*Provided data*.

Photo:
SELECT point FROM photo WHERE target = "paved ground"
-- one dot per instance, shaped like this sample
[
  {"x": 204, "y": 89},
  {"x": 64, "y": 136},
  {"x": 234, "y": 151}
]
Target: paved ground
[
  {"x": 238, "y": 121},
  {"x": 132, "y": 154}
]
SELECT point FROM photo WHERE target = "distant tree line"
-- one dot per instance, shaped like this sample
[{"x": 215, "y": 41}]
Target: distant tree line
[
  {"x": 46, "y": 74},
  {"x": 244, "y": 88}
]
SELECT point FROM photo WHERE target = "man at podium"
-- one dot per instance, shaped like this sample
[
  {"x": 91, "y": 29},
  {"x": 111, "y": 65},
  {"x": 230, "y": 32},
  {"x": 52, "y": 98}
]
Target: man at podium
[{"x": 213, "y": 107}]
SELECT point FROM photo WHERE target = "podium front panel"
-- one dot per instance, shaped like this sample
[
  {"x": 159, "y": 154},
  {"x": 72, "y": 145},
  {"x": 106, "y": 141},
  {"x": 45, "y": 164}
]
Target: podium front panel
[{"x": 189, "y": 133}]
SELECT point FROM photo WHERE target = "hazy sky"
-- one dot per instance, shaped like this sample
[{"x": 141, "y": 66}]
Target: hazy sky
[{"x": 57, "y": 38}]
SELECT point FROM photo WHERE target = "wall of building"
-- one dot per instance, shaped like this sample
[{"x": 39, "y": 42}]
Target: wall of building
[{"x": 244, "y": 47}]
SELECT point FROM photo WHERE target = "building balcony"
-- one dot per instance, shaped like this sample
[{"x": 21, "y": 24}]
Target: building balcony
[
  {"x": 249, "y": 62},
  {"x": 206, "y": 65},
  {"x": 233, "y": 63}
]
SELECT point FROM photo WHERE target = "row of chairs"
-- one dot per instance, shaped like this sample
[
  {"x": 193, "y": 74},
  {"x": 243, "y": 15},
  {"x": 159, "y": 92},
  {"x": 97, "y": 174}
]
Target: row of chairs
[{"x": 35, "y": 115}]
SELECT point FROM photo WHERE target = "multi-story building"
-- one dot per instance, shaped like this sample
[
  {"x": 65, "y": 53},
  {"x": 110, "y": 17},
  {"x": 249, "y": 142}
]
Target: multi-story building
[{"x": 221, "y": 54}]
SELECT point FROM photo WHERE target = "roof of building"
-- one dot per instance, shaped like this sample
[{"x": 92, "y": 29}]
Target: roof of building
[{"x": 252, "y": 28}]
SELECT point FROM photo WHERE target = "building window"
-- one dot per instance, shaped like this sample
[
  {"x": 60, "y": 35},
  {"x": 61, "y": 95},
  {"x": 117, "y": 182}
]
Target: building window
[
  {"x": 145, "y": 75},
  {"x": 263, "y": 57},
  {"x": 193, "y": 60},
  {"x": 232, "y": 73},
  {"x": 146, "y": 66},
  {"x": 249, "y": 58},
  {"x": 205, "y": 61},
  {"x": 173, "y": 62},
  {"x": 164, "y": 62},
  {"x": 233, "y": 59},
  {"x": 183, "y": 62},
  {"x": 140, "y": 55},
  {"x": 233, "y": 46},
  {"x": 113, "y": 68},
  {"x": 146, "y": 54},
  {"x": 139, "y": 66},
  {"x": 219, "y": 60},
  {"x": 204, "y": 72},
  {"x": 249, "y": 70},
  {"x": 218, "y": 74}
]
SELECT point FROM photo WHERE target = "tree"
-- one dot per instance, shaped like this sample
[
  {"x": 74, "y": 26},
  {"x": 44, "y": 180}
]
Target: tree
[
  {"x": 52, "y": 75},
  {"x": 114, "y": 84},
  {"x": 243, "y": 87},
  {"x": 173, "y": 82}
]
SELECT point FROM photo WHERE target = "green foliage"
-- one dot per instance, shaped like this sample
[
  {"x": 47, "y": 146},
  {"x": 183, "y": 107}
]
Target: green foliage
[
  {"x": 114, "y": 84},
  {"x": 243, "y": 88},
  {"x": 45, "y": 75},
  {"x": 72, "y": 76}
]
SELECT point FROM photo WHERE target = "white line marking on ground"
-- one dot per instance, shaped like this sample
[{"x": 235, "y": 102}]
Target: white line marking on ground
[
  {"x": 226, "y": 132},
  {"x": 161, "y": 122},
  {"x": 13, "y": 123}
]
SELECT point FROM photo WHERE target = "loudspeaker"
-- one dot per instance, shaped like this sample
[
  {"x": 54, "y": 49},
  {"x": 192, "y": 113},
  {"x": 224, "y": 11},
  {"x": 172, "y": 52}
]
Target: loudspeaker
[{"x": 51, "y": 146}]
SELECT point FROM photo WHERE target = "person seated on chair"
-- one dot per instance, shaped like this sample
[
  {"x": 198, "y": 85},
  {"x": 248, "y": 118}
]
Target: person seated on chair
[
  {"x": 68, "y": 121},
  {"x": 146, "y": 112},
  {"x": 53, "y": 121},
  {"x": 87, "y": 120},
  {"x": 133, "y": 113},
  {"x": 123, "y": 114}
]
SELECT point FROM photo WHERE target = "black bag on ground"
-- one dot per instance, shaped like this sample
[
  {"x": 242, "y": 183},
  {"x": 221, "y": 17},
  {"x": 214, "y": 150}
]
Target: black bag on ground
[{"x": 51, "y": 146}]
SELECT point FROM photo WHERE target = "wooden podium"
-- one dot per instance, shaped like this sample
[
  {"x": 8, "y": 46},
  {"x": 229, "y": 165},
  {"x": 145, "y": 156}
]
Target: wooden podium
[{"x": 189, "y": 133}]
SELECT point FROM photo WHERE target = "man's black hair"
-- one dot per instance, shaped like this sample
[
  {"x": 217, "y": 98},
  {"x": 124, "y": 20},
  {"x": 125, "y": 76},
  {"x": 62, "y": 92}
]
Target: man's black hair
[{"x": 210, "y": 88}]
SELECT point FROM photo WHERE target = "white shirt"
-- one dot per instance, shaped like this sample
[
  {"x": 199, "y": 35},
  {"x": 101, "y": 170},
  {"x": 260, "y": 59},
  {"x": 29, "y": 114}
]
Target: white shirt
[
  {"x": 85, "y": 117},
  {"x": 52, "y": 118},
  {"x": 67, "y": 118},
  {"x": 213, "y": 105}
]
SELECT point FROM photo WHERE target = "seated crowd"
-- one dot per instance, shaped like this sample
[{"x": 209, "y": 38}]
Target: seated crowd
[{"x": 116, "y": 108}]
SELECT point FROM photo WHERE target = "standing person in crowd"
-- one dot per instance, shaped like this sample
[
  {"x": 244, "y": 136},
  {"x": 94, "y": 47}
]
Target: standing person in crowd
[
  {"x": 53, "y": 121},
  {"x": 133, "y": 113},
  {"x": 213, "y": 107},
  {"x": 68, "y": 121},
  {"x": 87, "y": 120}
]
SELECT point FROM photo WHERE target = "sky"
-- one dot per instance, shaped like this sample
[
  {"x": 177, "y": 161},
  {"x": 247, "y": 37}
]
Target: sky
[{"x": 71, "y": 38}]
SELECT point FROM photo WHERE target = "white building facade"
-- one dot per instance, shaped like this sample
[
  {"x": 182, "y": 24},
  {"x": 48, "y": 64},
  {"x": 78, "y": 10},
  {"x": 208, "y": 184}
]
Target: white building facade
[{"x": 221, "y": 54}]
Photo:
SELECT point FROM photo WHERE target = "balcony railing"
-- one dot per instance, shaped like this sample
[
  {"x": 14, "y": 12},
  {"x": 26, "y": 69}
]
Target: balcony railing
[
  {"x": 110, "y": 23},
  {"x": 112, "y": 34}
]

*Work instructions*.
In this exercise, repeat all entries exactly.

*Problem solution*.
Photo:
SELECT point FROM photo WHERE target = "paved ground"
-- one dot per instance, shaped like this sample
[
  {"x": 204, "y": 89},
  {"x": 64, "y": 136},
  {"x": 234, "y": 151}
]
Target: paved ground
[
  {"x": 238, "y": 121},
  {"x": 132, "y": 154}
]
SELECT point FROM photo WHERE target = "distant tree line"
-- one dot per instance, shaped like this sample
[{"x": 215, "y": 41}]
Target: distant tree line
[
  {"x": 46, "y": 74},
  {"x": 244, "y": 88}
]
SELECT point FROM photo WHERE target = "man at podium"
-- one dot per instance, shaped like this sample
[
  {"x": 91, "y": 29},
  {"x": 111, "y": 65},
  {"x": 230, "y": 32},
  {"x": 52, "y": 98}
]
Target: man at podium
[{"x": 213, "y": 107}]
SELECT point FROM photo WHERE target = "podium front panel"
-- one dot per instance, shaped like this sample
[
  {"x": 159, "y": 154},
  {"x": 72, "y": 145},
  {"x": 106, "y": 141},
  {"x": 45, "y": 164}
]
Target: podium front panel
[{"x": 189, "y": 133}]
SELECT point FROM photo WHERE target = "hazy sky"
-- one dot per instance, shaped like this sample
[{"x": 141, "y": 66}]
Target: hazy sky
[{"x": 57, "y": 38}]
SELECT point FROM photo WHERE target = "wall of building"
-- one dot per instance, shaped like this sample
[{"x": 39, "y": 42}]
Target: wall of building
[{"x": 244, "y": 47}]
SELECT point FROM photo WHERE target = "building balcony"
-- one dot per instance, shaped like this sample
[{"x": 21, "y": 24}]
Target: building balcony
[
  {"x": 249, "y": 62},
  {"x": 206, "y": 65},
  {"x": 233, "y": 63}
]
SELECT point FROM photo WHERE target = "row of chairs"
-- one dot per instance, shaped like this sample
[
  {"x": 193, "y": 74},
  {"x": 243, "y": 15},
  {"x": 159, "y": 92},
  {"x": 97, "y": 174}
]
Target: row of chairs
[{"x": 35, "y": 115}]
SELECT point FROM photo WHERE target = "multi-story building"
-- one dot per instance, shaped like this sample
[
  {"x": 65, "y": 53},
  {"x": 110, "y": 17},
  {"x": 249, "y": 142}
]
Target: multi-story building
[{"x": 221, "y": 54}]
SELECT point FROM photo WHERE target = "roof of building"
-- one dot per instance, shaped like this sample
[{"x": 92, "y": 29}]
Target: roof of building
[{"x": 252, "y": 28}]
SELECT point FROM photo WHERE target = "building window"
-- one dot per instance, shaped like this sample
[
  {"x": 60, "y": 35},
  {"x": 61, "y": 95},
  {"x": 117, "y": 182}
]
Target: building window
[
  {"x": 145, "y": 75},
  {"x": 263, "y": 57},
  {"x": 193, "y": 60},
  {"x": 232, "y": 73},
  {"x": 146, "y": 66},
  {"x": 249, "y": 58},
  {"x": 205, "y": 61},
  {"x": 173, "y": 62},
  {"x": 164, "y": 62},
  {"x": 233, "y": 59},
  {"x": 183, "y": 62},
  {"x": 140, "y": 55},
  {"x": 233, "y": 46},
  {"x": 113, "y": 68},
  {"x": 146, "y": 54},
  {"x": 139, "y": 66},
  {"x": 219, "y": 60},
  {"x": 204, "y": 72},
  {"x": 249, "y": 70},
  {"x": 218, "y": 74}
]
SELECT point FROM photo WHERE target = "tree"
-- one dot per instance, shaped like this sample
[
  {"x": 74, "y": 26},
  {"x": 44, "y": 180}
]
Target: tree
[
  {"x": 52, "y": 75},
  {"x": 114, "y": 84},
  {"x": 243, "y": 87},
  {"x": 173, "y": 82}
]
SELECT point FROM photo WHERE target = "green foliage"
-- one dot per instance, shaped like this sample
[
  {"x": 47, "y": 146},
  {"x": 183, "y": 107}
]
Target: green foliage
[
  {"x": 114, "y": 84},
  {"x": 243, "y": 88},
  {"x": 45, "y": 75},
  {"x": 72, "y": 76}
]
SELECT point FROM photo WHERE target = "white line marking on ground"
-- one dot per instance, shaped like this sample
[{"x": 235, "y": 102}]
Target: white line marking on ground
[
  {"x": 226, "y": 132},
  {"x": 161, "y": 122},
  {"x": 13, "y": 123}
]
SELECT point FROM photo WHERE target = "loudspeaker"
-- one dot per instance, shaped like this sample
[
  {"x": 54, "y": 49},
  {"x": 192, "y": 113},
  {"x": 224, "y": 11},
  {"x": 172, "y": 52}
]
Target: loudspeaker
[{"x": 51, "y": 146}]
SELECT point FROM photo WHERE target = "person seated on chair"
-- one dot per instance, shaped like this sample
[
  {"x": 198, "y": 85},
  {"x": 248, "y": 118}
]
Target: person seated on chair
[
  {"x": 68, "y": 121},
  {"x": 146, "y": 112},
  {"x": 53, "y": 121},
  {"x": 87, "y": 120},
  {"x": 133, "y": 113},
  {"x": 123, "y": 114}
]
SELECT point FROM photo WHERE target = "black bag on ground"
-- one dot per instance, shaped like this sample
[
  {"x": 242, "y": 183},
  {"x": 221, "y": 17},
  {"x": 214, "y": 150}
]
Target: black bag on ground
[{"x": 51, "y": 146}]
SELECT point FROM photo WHERE target = "wooden podium"
-- one dot per instance, shaped like this sample
[
  {"x": 8, "y": 46},
  {"x": 229, "y": 165},
  {"x": 145, "y": 156}
]
Target: wooden podium
[{"x": 189, "y": 133}]
SELECT point FROM photo WHERE target = "man's black hair"
-- one dot per instance, shaped like this sample
[
  {"x": 217, "y": 98},
  {"x": 124, "y": 20},
  {"x": 125, "y": 76},
  {"x": 62, "y": 92}
]
Target: man's black hair
[{"x": 210, "y": 88}]
SELECT point FROM photo WHERE target = "white shirt"
-- one dot per instance, shaped like this sample
[
  {"x": 199, "y": 35},
  {"x": 101, "y": 170},
  {"x": 260, "y": 59},
  {"x": 29, "y": 114}
]
Target: white shirt
[
  {"x": 85, "y": 117},
  {"x": 52, "y": 118},
  {"x": 67, "y": 118},
  {"x": 213, "y": 105}
]
SELECT point FROM photo WHERE target = "seated crowd"
-- one dot per instance, shaped like this sample
[{"x": 209, "y": 38}]
Target: seated crowd
[{"x": 116, "y": 108}]
SELECT point FROM photo WHERE target = "standing person in crowd"
-- one dot per instance, shaped like this sample
[
  {"x": 244, "y": 136},
  {"x": 94, "y": 47}
]
Target: standing person in crowd
[
  {"x": 53, "y": 121},
  {"x": 133, "y": 113},
  {"x": 213, "y": 107},
  {"x": 68, "y": 121},
  {"x": 87, "y": 120}
]
SELECT point FROM photo WHERE target = "sky"
-- one dot per instance, shaped like this sample
[
  {"x": 177, "y": 161},
  {"x": 247, "y": 37}
]
Target: sky
[{"x": 71, "y": 38}]
SELECT point FROM photo WHERE target = "white building facade"
-- one dot per instance, shaped like this sample
[
  {"x": 182, "y": 24},
  {"x": 48, "y": 64},
  {"x": 78, "y": 10},
  {"x": 208, "y": 184}
]
Target: white building facade
[{"x": 221, "y": 54}]
Photo:
SELECT point FROM photo WHERE target = "balcony railing"
-- one dot per instance, shaped like this sample
[
  {"x": 14, "y": 12},
  {"x": 26, "y": 69}
]
Target: balcony railing
[
  {"x": 110, "y": 23},
  {"x": 112, "y": 34}
]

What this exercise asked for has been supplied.